Segment Open

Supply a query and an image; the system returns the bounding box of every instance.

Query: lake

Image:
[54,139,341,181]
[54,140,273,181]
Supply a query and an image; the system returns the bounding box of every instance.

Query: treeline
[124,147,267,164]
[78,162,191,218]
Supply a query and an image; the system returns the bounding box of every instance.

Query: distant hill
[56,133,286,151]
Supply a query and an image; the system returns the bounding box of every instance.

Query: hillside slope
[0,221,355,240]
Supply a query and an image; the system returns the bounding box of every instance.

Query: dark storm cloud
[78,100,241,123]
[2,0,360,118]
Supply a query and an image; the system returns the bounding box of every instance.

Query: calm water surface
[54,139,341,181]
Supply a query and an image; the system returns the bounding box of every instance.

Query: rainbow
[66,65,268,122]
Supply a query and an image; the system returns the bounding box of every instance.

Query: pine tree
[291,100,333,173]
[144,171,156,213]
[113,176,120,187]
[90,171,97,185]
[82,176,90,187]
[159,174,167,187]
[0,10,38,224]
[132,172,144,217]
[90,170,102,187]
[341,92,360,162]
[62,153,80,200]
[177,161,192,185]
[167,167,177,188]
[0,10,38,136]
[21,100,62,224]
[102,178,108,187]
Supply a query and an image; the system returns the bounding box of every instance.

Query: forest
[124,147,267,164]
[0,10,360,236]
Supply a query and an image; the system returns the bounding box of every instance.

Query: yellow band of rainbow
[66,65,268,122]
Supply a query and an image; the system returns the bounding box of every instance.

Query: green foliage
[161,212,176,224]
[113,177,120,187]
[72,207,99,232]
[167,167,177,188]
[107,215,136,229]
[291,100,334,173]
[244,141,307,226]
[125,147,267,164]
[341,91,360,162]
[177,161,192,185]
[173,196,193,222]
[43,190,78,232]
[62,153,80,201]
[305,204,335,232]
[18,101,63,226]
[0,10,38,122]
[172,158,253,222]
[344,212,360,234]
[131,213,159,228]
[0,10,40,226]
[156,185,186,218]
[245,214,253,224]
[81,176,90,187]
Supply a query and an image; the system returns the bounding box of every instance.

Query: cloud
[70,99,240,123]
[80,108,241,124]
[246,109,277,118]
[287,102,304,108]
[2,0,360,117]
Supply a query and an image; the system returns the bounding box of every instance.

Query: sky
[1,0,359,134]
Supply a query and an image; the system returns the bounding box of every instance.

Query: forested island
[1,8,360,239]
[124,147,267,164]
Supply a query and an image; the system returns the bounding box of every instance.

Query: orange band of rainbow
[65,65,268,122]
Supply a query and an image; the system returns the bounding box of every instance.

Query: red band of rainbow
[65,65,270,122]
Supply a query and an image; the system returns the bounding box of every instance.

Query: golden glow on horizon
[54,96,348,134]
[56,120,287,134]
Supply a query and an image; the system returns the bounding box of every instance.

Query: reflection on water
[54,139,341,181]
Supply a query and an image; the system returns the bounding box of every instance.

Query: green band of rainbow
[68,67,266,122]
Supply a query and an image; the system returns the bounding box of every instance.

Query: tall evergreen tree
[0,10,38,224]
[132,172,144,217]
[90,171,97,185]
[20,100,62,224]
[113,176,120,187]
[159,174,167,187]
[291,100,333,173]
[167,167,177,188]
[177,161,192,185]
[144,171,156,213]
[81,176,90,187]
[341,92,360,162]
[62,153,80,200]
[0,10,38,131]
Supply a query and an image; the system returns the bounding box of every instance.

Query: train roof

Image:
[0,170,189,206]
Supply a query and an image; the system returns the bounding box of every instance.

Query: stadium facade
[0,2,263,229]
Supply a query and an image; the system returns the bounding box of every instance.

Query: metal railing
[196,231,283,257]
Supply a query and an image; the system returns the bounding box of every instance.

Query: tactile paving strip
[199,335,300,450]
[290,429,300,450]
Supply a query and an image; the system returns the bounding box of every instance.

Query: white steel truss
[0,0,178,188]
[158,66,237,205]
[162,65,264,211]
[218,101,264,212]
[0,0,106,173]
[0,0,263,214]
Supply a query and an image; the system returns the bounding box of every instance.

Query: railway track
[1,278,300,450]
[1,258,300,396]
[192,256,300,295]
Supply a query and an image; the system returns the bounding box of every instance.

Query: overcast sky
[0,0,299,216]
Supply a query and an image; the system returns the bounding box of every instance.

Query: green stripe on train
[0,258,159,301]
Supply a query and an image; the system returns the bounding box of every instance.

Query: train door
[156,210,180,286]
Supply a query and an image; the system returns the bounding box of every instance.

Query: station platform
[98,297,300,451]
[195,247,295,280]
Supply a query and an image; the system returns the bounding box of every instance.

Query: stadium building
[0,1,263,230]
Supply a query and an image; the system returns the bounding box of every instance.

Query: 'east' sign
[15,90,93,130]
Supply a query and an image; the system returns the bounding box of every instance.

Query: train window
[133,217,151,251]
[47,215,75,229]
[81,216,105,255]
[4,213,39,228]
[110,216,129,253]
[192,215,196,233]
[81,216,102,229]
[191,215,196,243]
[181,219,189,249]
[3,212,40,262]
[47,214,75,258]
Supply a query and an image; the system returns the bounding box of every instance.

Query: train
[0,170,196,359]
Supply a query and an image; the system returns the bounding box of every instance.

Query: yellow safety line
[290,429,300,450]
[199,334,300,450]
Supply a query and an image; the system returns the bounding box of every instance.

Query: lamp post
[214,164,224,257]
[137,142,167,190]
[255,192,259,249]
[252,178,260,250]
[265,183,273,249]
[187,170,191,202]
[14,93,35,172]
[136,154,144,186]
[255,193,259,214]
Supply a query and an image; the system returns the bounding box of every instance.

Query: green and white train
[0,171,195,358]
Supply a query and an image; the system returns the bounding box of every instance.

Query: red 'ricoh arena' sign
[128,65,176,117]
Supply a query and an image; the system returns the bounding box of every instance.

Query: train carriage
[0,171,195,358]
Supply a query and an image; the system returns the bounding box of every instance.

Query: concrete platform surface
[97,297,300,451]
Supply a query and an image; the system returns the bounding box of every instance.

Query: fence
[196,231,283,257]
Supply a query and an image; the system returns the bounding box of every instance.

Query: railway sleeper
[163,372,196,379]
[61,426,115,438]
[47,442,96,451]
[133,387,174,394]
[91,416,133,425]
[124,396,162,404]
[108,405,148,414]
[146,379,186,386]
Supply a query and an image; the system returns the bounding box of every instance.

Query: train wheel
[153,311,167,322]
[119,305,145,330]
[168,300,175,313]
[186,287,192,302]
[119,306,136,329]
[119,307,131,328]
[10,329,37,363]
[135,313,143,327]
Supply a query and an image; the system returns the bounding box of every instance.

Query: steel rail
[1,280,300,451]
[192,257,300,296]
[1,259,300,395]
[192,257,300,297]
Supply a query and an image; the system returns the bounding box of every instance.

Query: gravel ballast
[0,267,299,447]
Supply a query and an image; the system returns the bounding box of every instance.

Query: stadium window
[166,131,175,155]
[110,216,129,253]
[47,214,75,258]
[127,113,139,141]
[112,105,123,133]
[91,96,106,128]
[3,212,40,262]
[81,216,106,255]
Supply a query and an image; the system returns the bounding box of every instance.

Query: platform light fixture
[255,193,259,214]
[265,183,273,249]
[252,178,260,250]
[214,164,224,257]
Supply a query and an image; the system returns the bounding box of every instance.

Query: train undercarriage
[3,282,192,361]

Segment Closed

■ REQUIRED WORK
Line for line, set down the listing above again.

■ REPLY TO THE EXERCISE
Supply a query and an image; the system returns the bounding box of every instance.

Query: lake

Image:
[54,139,341,181]
[54,140,273,181]
Supply a query and an image; the system returns the bounding box of every instance.

Query: treeline
[124,147,267,164]
[78,162,191,218]
Supply a query and an image; the system returns the bounding box of every instance.

Query: distant hill
[56,133,286,151]
Supply a query and an image; the system returns the bounding box of every instance.

Query: hillside slope
[0,221,355,240]
Supply a query and an image; the system returns the bounding box of every instance.

Query: dark storm cloud
[78,100,241,123]
[2,0,360,118]
Supply a query and an image; the system returns the bounding box of every instance.

Query: calm water surface
[54,139,341,181]
Supply a query and an image; the system returns the bounding box of every instance.

Query: rainbow
[66,65,268,122]
Supply a query and an image; the system returns the bounding box of every instance.

Query: pine tree
[291,100,333,173]
[144,171,156,213]
[113,176,120,187]
[90,171,97,185]
[82,176,90,187]
[159,174,167,187]
[0,10,38,224]
[132,172,144,217]
[90,170,102,187]
[341,92,360,162]
[62,153,80,200]
[177,161,192,185]
[167,167,177,188]
[0,10,38,136]
[21,100,62,224]
[102,178,108,187]
Supply a query and an image; the system returns the bounding box of every instance.

Query: forest
[124,147,267,164]
[0,10,360,236]
Supply a query and an image; the system returns the bounding box of every instance.

Query: yellow band of rainbow
[66,65,268,122]
Supply a query and an image; the system returns the bounding box of every instance.

Query: green foliage
[161,212,176,224]
[113,177,120,187]
[72,207,99,232]
[167,167,177,188]
[107,215,136,229]
[291,100,334,173]
[244,141,307,226]
[125,147,267,164]
[341,91,360,162]
[177,161,192,185]
[173,196,193,222]
[43,190,78,232]
[62,153,80,201]
[305,204,335,232]
[18,101,63,226]
[0,10,38,122]
[172,158,253,222]
[344,212,360,234]
[131,213,159,228]
[0,10,40,226]
[156,185,186,218]
[245,214,253,224]
[81,176,90,187]
Supply a query and an image; the system returns the bounding box of every instance.

Query: cloud
[70,99,240,123]
[80,108,241,124]
[246,109,277,118]
[287,102,304,108]
[2,0,360,117]
Supply a query and an image; the system returns the bounding box of every instance.

Query: sky
[1,0,359,134]
Supply a query and an image; the system returns the bounding box of every instance.

Query: forested island
[1,8,360,239]
[124,147,267,164]
Supply a query and an image; the system returns the bounding box of every instance.

Query: orange band of rainbow
[65,65,268,122]
Supply a query and an image; the system returns the bounding box of every instance.

Query: red band of rainbow
[65,65,270,122]
Supply a query and an image; the system returns the bounding box of every instance.

Query: golden glow on horizon
[54,96,348,134]
[56,120,287,134]
Supply a query and an image; the system returns the bounding box of every instance.

Query: reflection on water
[54,139,341,181]
Supply a query and an image; the system returns the bounding box of every instance.

Query: green band of rainbow
[68,67,266,122]
Supply a query and an image; the system returns the bounding box of every instance.

Query: tall evergreen tree
[0,10,38,224]
[132,172,144,217]
[90,171,97,185]
[20,100,62,224]
[113,176,120,187]
[159,174,167,187]
[291,100,333,173]
[167,167,177,188]
[177,161,192,185]
[144,171,156,213]
[81,176,90,187]
[341,92,360,162]
[62,153,80,200]
[0,10,38,131]
Supply a query and an image; the system returns the bounding box of every instance.

Query: train roof

Image:
[0,170,189,206]
Supply a query and an image; the system returns the bounding box of every instance.

Query: stadium facade
[0,2,263,229]
Supply a query and an image; the system returns the bounding box of every instance.

Query: metal railing
[196,231,283,257]
Supply a query and an image; the system returns the bounding box of every instance.

Query: tactile paving strip
[199,335,300,450]
[290,429,300,450]
Supply a query and an image; the system returns the bounding box of every instance.

Query: white steel truss
[0,0,178,188]
[158,66,237,205]
[162,65,264,211]
[218,101,264,212]
[0,0,106,173]
[0,0,263,214]
Supply a query and an image; the system returns the bounding box of every instance.

Query: railway track
[1,278,300,450]
[1,258,300,396]
[192,256,300,295]
Supply a query and an image; the system returns the bounding box of every instance.

Query: overcast sky
[0,0,299,216]
Supply a query and an image; the system returns the bounding box of every instance.

Query: green stripe on train
[0,258,159,301]
Supply a query and an image; the system returns the bounding box of every instance.

Query: train door
[156,210,180,286]
Supply a query and an image; the system returns the bounding box of every instance.

Query: station platform
[98,297,300,451]
[195,247,295,280]
Supply a query and an image; the system returns the bounding box of every instance.

Query: stadium building
[0,1,263,230]
Supply a query and an image; the system returns the bounding box of every instance.

Query: 'east' sign
[15,90,93,130]
Supply a query and an image; the system returns the bounding box of every instance.

Query: train window
[133,217,151,251]
[47,215,75,229]
[81,216,105,255]
[4,213,39,228]
[110,216,129,253]
[192,215,196,233]
[81,216,102,229]
[191,215,196,243]
[181,219,189,249]
[3,212,40,262]
[47,214,75,258]
Supply a query and an image; the system returns the bounding box of every instance.

Query: train
[0,170,196,359]
Supply a query and an image; the system returns the bounding box of every instance.

Query: yellow safety line
[290,429,300,450]
[199,334,300,450]
Supply a query and an image; the system returns the bounding box of every instance.

Query: lamp post
[214,164,224,257]
[137,142,167,190]
[255,192,259,249]
[252,178,260,250]
[265,183,273,249]
[187,170,191,202]
[14,93,35,172]
[136,154,144,186]
[255,193,259,214]
Supply a query and an image; the system returns the bounding box of every instance.

Query: green and white train
[0,171,195,358]
Supply a query and an image; the system returns the bounding box of every instance.

Query: red 'ricoh arena' sign
[128,65,176,117]
Supply a query and an image; the system returns the bounding box of every instance.

Query: train carriage
[0,171,195,358]
Supply a query and an image; the system returns the bounding box of every instance.

Query: concrete platform surface
[97,297,300,451]
Supply a query and an image; the system returns the bounding box of every instance.

Query: fence
[196,231,283,257]
Supply a query and an image; the system returns the bounding box of every instance.

Query: railway sleeper
[163,372,196,379]
[61,426,115,438]
[47,442,96,451]
[133,387,174,394]
[91,416,133,425]
[124,396,162,404]
[108,405,148,414]
[146,379,186,386]
Supply a query and an image; the system returns the bounding box of every instance.

Query: train wheel
[153,311,167,322]
[119,305,145,330]
[168,300,175,313]
[186,287,192,302]
[119,306,136,329]
[119,307,131,328]
[10,329,37,363]
[135,313,143,327]
Supply a query and an image; the system returns the bounding box of every instance.

Query: steel rail
[1,280,300,451]
[192,257,300,296]
[1,259,300,395]
[192,257,300,297]
Supply a query and an image; the system returns the bounding box of every instance.

Query: gravel ballast
[0,267,299,447]
Supply a query and an image; the system returns the bounding box of every instance.

Query: stadium window
[166,131,175,155]
[110,216,129,253]
[47,214,75,258]
[127,113,139,141]
[112,105,123,133]
[91,96,106,128]
[3,212,40,262]
[81,216,106,255]
Supply a query and an image; the system returns the bounding box of every instance.

Query: platform light fixture
[255,193,259,214]
[265,183,273,249]
[252,178,260,250]
[214,164,224,257]
Supply a query and an image; the system returns the bounding box of every instance.

Query: train undercarriage
[3,282,192,361]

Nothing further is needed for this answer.